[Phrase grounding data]
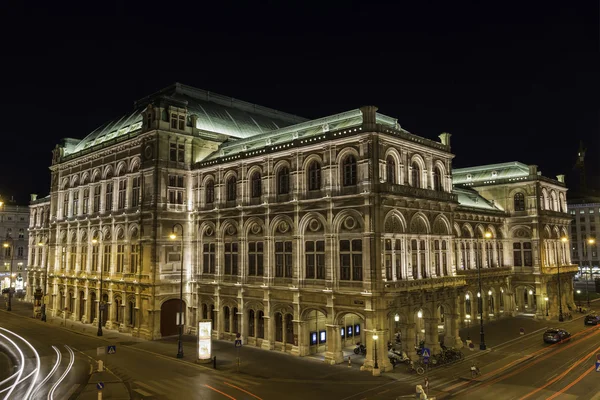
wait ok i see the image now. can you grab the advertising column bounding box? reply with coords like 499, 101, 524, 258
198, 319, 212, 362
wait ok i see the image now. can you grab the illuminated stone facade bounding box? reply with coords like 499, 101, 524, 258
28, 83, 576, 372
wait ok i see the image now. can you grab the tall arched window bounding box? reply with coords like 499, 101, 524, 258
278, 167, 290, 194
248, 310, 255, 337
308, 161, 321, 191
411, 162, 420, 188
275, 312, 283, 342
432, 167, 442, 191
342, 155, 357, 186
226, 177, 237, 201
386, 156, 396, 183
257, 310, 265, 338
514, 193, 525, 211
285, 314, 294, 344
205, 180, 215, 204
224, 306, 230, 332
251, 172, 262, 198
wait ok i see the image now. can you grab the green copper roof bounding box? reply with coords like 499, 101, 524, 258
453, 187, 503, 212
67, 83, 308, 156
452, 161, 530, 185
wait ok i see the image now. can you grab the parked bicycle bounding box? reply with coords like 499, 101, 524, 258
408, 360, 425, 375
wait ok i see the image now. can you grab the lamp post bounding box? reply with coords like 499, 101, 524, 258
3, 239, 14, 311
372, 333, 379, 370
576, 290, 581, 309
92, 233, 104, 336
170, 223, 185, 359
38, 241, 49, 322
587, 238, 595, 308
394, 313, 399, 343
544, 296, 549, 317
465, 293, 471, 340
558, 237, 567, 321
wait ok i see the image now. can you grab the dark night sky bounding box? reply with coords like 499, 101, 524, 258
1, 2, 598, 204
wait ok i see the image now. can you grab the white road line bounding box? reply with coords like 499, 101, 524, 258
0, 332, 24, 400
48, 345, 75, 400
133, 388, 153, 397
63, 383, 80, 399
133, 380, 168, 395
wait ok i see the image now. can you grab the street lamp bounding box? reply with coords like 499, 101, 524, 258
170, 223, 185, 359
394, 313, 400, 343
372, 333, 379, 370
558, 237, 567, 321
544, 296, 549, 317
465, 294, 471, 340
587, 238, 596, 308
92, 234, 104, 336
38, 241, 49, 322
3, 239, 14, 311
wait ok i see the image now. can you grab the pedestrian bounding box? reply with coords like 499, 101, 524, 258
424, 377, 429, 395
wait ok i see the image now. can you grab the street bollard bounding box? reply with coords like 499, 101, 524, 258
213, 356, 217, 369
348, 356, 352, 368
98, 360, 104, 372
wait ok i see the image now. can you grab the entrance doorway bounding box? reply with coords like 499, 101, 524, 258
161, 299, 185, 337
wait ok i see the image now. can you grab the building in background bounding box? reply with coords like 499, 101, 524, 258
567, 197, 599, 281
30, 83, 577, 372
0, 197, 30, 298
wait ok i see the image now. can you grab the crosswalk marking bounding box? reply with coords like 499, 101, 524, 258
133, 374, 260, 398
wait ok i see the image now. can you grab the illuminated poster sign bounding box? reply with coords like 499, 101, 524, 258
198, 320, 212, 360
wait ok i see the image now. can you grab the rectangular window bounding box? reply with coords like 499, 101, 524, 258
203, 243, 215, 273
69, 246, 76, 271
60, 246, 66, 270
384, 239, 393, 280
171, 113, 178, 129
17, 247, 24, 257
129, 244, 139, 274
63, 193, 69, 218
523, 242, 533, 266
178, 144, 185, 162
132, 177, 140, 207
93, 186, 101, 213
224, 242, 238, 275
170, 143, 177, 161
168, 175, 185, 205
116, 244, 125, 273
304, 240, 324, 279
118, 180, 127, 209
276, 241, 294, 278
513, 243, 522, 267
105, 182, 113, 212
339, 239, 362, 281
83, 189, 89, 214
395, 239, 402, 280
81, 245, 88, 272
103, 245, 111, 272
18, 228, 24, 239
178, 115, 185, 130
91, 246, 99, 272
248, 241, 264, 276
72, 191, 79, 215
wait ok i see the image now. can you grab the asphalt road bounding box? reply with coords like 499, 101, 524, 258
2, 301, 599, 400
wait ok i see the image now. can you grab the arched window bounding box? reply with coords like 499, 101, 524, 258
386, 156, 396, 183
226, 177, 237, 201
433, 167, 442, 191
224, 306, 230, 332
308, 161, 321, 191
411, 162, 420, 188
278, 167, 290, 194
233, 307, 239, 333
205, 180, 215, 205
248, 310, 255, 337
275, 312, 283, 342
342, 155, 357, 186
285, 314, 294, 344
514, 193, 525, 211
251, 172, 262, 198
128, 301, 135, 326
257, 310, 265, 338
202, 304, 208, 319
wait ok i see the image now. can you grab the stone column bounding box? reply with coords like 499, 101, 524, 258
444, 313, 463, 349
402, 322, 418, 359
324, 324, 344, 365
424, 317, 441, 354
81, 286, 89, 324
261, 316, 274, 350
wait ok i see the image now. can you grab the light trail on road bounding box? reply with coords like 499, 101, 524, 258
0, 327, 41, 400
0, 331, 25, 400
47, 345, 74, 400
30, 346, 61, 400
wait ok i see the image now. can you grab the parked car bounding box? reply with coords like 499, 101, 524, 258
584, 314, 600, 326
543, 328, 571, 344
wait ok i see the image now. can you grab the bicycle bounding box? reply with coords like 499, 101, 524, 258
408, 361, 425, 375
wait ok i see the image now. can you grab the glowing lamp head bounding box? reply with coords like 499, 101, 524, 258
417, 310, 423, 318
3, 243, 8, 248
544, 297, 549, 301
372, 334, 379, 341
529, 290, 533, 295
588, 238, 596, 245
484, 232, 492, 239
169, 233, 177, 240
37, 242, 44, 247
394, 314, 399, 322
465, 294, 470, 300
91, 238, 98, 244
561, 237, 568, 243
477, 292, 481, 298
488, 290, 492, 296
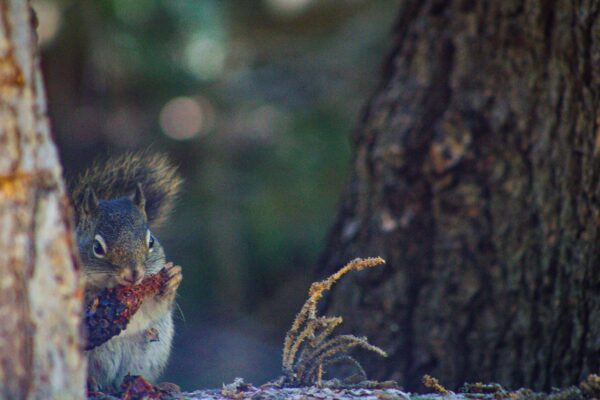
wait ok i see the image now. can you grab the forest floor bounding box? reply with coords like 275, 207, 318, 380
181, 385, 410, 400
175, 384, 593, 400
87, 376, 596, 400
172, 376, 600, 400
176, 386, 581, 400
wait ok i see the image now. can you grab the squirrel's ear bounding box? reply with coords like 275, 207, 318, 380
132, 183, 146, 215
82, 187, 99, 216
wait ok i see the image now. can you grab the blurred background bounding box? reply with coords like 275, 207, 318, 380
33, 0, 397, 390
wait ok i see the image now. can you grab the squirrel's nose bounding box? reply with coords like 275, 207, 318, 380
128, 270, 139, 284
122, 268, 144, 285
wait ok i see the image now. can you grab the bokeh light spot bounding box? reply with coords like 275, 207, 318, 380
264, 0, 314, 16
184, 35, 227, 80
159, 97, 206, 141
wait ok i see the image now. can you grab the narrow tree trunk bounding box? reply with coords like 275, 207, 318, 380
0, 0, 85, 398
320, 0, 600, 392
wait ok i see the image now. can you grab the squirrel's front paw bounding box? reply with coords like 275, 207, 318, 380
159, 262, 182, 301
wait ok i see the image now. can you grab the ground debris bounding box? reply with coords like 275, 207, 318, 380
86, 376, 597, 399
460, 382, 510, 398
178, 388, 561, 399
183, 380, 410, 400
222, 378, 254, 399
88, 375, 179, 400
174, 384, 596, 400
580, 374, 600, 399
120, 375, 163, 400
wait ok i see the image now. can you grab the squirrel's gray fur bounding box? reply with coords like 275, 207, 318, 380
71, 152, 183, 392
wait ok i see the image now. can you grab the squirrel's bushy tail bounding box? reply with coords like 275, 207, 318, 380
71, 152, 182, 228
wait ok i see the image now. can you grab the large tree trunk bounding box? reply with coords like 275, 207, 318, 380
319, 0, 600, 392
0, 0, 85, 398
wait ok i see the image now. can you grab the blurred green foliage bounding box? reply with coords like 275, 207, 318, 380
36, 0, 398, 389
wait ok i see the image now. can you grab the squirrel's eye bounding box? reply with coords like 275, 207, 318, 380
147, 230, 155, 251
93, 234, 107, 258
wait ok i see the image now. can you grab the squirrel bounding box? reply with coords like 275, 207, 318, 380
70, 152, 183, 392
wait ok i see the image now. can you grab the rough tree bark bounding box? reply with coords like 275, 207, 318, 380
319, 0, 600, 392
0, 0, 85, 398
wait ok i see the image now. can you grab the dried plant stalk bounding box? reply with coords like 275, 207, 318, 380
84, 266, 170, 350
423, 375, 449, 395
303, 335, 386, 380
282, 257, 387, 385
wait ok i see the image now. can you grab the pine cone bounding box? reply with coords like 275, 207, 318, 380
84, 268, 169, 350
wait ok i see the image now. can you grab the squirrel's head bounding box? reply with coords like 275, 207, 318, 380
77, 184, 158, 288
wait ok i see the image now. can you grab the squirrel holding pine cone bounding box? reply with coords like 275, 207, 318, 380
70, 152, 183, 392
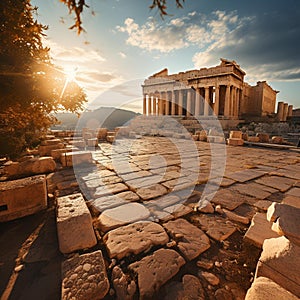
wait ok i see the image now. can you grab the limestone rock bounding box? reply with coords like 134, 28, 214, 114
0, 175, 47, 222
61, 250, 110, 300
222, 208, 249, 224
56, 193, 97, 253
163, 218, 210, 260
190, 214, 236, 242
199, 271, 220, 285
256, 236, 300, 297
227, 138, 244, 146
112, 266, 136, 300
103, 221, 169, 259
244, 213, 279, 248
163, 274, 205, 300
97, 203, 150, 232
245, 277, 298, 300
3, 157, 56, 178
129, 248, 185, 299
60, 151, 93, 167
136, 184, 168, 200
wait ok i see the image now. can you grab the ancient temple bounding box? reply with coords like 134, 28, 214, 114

### Exercise details
What is needed is an exact transcription of the lines from the one holding "grab the pine" to the end of the data, with every picture left out.

### Exercise response
wait ok i see the image now. can you grab the pine cone bounding box? reply with coords like 275, 207, 318, 380
84, 268, 169, 350
wait ok i see the image now. can you grab the squirrel's head bounding box? reply with coords like 275, 207, 318, 380
77, 184, 158, 288
wait ok i see the image now. can you grab the squirrel holding pine cone bounding box? reply with coords like 275, 207, 318, 380
70, 152, 183, 392
wait ok i see the image now. can you grab the limestone rock bounding box? reply with coords like 134, 28, 214, 114
0, 175, 47, 222
61, 250, 110, 300
222, 208, 249, 224
56, 193, 97, 253
163, 218, 210, 260
190, 214, 236, 242
199, 271, 220, 285
256, 236, 300, 297
227, 138, 244, 146
112, 266, 136, 300
103, 221, 169, 259
244, 213, 279, 248
163, 274, 205, 300
97, 203, 150, 232
245, 277, 298, 300
3, 157, 56, 178
129, 248, 185, 299
60, 151, 93, 167
136, 184, 168, 200
wait ok i see the image now. can you grab the ancient temple bounding box? reply with coords like 134, 28, 214, 114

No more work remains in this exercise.